- _STATED GOAL 1_: In the PCI transaction-ordering text, what does a master send after a Posted Write so it can know the write has taken effect?
- _STATED GOAL 2_: Extend the PCI transaction-ordering text, picking up right after its last sentence.

As another variant, the Producer, the Consumer and the Observer are
CPUs and the Flag is in main memory.  The host bridge acts on behalf
of the three processors.

As yet another variant, all masters are PCI controllers doing DMA to
access Data in main memory.  The Flag can be in main memory or in PCI.

Scenario 3

The Producer-Consumer Model allows the Producer to set the Flag as
soon as its Posted Write to Data completes on the Producer's bus,
without waiting for the Posted Write to reach its final destination.
There are cases, however, where a master needs to wait for full
completion of a Posted Write.  Here are some examples:

    1. The master intends to communicate the completion of the Posted
    Write to another master through a sideband signal.  Sideband
    signals are explicitly allowed by the PCI protocol, Section 2.3.

    2. The master intends to communicate the completion of the Posted
    Write to a CPU through an interrupt.

    3. The master intends to send a second transaction to a different
    target, and must ensure that the second transaction reaches its
    destination only after the first transaction has taken effect.
    The relative timing of transactions sent to different targets is
    important if the two targets are two devices that jointly control
    and/or monitor the same external process, or if the two targets
    are two ports of the same device.

The PCI protocol provides a second synchronization mechanism that
addresses this need.  After sending a Posted Write, a master may send
a Read to the same address.  This read cannot pass the Posted Write,
and hence it will complete at the destination bus after the Posted
Write does.  Furthermore, if the target has a queue of incoming
transactions, the Read cannot pass the Posted Write on that queue.
The Read can complete inside the target only after the Write does.
Thus when the master receives the Read's completion, it knows that the
Write has taken effect.

This second synchronization mechanism also fails due to the problem
that we are discussing.  Suppose that two Masters A and B are sending
Posted Writes to a remote target behind a bridge, and are using
subsequent Reads to ensure completion.  Master A sends a Write to a
location X on the remote target, followed by a Read.  The Read is
latched by the bridge and retried.  Eventually the bridge receives a
Completion from the remote target, stores it, and waits for Master A
to retry its request.  In the meantime, Master B sends a Posted Write
to the same location X, followed by a Read.  The Posted Write is
queued by the bridge, and then the Read is completed using the
existing Completion.  Thus Master B's Read completes while the Posted
Write is queued at the bridge, well before it has reached its final
destination, and the synchronization mechanism is defeated.

- _RECORDED INFORMATION_:
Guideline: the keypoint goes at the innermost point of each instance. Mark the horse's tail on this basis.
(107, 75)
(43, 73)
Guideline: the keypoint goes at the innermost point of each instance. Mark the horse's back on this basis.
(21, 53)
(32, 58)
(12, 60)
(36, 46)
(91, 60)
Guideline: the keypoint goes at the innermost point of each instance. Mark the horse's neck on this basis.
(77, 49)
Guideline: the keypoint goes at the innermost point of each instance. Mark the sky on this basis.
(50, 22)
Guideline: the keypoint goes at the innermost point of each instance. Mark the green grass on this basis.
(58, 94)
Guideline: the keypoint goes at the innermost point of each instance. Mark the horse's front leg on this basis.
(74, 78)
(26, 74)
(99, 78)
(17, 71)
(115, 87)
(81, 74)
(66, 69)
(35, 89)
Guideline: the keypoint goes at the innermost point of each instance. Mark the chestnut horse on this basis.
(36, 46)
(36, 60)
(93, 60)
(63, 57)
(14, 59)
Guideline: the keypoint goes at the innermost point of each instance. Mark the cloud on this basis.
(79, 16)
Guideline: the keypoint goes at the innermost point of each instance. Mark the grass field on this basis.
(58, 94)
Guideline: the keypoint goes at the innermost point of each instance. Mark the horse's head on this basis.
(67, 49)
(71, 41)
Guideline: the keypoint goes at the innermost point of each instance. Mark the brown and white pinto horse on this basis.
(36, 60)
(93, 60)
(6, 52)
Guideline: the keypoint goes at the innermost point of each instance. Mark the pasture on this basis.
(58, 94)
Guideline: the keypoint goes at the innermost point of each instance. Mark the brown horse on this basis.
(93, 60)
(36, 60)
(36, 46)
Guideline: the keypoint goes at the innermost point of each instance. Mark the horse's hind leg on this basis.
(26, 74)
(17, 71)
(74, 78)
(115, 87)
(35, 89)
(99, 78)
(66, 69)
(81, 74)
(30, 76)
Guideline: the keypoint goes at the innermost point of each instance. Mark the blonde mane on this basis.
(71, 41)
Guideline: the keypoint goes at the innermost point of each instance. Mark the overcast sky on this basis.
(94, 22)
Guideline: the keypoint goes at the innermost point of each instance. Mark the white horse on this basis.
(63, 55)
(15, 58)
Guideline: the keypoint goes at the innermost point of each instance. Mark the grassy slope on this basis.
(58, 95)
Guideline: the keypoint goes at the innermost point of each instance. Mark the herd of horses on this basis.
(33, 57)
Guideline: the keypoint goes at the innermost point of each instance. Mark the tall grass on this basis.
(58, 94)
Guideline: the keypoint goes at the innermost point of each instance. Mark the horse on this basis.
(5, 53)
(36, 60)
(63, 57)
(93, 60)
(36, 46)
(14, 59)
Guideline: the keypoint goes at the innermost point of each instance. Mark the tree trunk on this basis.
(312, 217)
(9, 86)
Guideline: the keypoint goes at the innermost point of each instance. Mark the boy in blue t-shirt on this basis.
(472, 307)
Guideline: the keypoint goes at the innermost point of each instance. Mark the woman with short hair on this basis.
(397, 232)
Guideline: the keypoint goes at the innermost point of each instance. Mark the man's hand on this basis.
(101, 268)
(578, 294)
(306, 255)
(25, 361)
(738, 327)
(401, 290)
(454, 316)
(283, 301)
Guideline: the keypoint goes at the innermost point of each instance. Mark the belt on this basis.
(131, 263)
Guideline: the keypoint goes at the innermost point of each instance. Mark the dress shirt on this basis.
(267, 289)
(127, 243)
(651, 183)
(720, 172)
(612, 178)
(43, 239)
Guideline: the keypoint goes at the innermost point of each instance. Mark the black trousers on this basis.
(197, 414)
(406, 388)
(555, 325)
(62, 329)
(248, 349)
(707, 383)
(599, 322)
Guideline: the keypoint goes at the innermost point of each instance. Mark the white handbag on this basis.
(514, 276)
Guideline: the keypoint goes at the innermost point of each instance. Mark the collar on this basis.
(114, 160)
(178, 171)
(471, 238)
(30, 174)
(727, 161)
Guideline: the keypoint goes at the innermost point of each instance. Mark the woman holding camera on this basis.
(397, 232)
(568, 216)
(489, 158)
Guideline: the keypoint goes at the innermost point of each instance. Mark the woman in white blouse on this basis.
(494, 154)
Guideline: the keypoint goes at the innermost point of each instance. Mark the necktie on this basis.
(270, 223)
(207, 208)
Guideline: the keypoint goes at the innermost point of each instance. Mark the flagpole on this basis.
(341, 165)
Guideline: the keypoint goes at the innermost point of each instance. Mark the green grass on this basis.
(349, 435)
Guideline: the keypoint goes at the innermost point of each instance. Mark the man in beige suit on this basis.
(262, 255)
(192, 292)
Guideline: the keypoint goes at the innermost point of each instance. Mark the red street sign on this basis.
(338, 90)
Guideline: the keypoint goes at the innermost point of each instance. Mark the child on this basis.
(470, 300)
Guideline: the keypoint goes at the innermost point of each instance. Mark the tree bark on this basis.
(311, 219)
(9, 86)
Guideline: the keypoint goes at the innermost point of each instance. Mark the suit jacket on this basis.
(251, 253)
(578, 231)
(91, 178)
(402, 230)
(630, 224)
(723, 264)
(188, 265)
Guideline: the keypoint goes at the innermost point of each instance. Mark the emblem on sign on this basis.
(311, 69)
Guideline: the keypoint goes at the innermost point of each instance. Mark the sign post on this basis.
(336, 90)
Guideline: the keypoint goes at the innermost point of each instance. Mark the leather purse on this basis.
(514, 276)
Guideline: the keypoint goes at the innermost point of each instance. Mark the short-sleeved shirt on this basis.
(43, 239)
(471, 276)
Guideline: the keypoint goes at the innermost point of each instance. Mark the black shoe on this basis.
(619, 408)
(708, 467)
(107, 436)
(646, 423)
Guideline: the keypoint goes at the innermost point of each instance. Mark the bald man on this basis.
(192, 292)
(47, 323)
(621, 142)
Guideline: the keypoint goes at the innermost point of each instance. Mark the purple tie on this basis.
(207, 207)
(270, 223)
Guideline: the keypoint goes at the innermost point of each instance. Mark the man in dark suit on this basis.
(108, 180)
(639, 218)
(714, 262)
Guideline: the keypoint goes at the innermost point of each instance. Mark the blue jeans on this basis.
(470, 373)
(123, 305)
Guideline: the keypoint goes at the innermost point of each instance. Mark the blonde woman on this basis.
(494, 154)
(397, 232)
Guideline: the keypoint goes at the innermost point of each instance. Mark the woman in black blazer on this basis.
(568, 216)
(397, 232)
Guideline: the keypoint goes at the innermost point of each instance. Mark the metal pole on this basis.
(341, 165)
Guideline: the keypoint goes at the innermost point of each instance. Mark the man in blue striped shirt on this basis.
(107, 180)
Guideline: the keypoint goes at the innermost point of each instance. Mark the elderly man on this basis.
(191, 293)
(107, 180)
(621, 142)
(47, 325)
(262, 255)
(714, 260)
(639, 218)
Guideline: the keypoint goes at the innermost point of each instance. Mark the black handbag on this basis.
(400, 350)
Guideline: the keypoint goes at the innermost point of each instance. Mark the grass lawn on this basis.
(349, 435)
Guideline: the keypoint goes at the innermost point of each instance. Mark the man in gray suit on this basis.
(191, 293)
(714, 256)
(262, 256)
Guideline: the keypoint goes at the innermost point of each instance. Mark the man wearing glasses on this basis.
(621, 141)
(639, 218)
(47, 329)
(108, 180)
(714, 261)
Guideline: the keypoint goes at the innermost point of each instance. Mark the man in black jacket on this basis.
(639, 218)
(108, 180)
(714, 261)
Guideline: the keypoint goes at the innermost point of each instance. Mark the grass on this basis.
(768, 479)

- _FINAL ANSWER 1_: A Read to the same address as the Posted Write.

- _FINAL ANSWER 2_:
As a variant of this scenario, the two masters and the target may be
on the same PCI bus, with the target implementing Delayed Transaction
termination.  In that case Master B's Read receives Master A's
completion from the target itself.  By then Master B's Posted Write
must have reached the target, but may still be in the target's
incoming queue.  Thus Master B's Read may complete while its Posted
Write has not really been seen by the target.

Scenario 4

Two devices A and B act as masters on a PCI bus, and a third device C
acts as target on a remote bus connected to the first bus by a bridge.
A and B send Delayed Writes to a location X in C.  

For example, device C could control a piece of equipment in a
process-control application, and devices A and B could be connected to
sensors.  When a sensor detects an event, the corresponding device, A
or B, writes a value to X that indicates the type of event that has
been sensed.

Master A sends a Delayed Write request with the value 0 addressed to
X.  The bridge latches the request and retries the transation.  Then
the bridge issues the transaction on the remote bus, where it is
completed by X.  The bridge stores a DWC entry with a "normal"
termination status and waits for Master A to reissue its request.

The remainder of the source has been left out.